→ **Activity list**:
- 1) Answer these questions from the article on the Wesfarmers share price:
(a) What price were Wesfarmers shares fetching at the time of writing?
(b) How old is the pharmaceutical retailer API?
(c) How many API shares changed hands on 7 October?
- 2) Write out the article on the Wesfarmers share price from "The 111-year-old Australian" up to and including "getting itself into.", substituting "bidders" for "suitors".

___ Reading passage

At the time of writing, shares in the diversified conglomerate are fetching a price of $54.07, down 0.68%. However, the latest news more so involves an action carried out by fellow API bidder, Sigma Healthcare Ltd (ASX: SIG).

Let’s dive into what is going on with the Wesfarmers share price today.

No more due diligence for you

The 111-year-old Australian pharmaceutical retailer API has the luxury of choosing between two different suitors. However, the latest revelation might mean one of those is removed from the equation.

According to the Australian Financial Review, Sigma Healthcare has decided to close its data room off to API. This means API can no longer review Sigma’s financials, contracts, etc. Considering Sigma’s merger proposition involved a scrip portion to the deal, it was important for API to run its own checks and balances on what it might be getting itself into.

Reportedly, the action was spurred on by Wesfarmers’ exercising its option to acquire a 19.3% stake in the pharmaceutical retailer. On 7 October, 95.1 million API shares swapped hands from Washington H. Soul Pattinson and Co Ltd (ASX: SOL) to Wesfarmers. Despite this, the Wesfarmers share price slipped 0.29% on the news.

______
___ Information

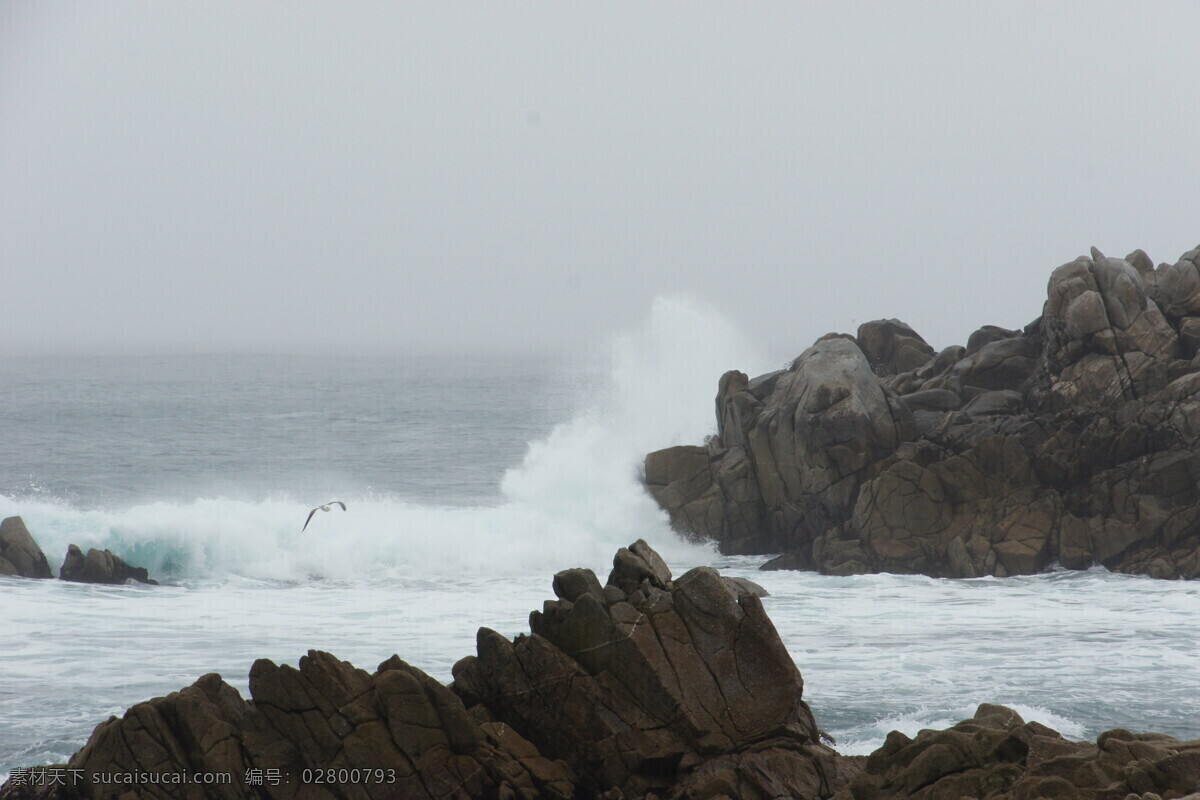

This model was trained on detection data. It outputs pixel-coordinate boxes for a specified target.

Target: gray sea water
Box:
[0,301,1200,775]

______
___ Information

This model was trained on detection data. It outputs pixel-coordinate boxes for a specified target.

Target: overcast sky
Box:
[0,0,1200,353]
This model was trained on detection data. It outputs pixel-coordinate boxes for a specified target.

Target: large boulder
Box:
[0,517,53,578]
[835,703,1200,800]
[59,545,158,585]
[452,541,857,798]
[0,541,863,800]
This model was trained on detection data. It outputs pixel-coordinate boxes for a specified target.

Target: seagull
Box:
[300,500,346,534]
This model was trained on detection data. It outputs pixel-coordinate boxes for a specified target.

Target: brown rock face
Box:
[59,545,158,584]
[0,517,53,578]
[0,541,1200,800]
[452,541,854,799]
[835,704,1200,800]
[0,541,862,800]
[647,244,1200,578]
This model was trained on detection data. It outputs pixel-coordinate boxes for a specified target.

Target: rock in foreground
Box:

______
___ Information

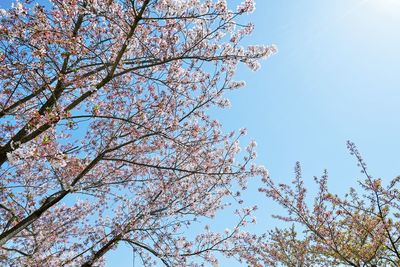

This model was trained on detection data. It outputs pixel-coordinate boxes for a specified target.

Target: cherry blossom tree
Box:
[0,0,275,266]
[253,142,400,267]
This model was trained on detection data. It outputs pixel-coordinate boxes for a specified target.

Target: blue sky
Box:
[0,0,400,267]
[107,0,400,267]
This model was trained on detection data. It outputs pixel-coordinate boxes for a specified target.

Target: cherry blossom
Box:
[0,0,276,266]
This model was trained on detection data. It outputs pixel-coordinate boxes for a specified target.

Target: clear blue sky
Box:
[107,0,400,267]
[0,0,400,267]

______

→ **Answers to the problems**:
- 1)
(a) $54.07, down 0.68%.
(b) 111 years old.
(c) 95.1 million.

- 2)
The 111-year-old Australian pharmaceutical retailer API has the luxury of choosing between two different bidders. However, the latest revelation might mean one of those is removed from the equation.

According to the Australian Financial Review, Sigma Healthcare has decided to close its data room off to API. This means API can no longer review Sigma’s financials, contracts, etc. Considering Sigma’s merger proposition involved a scrip portion to the deal, it was important for API to run its own checks and balances on what it might be getting itself into.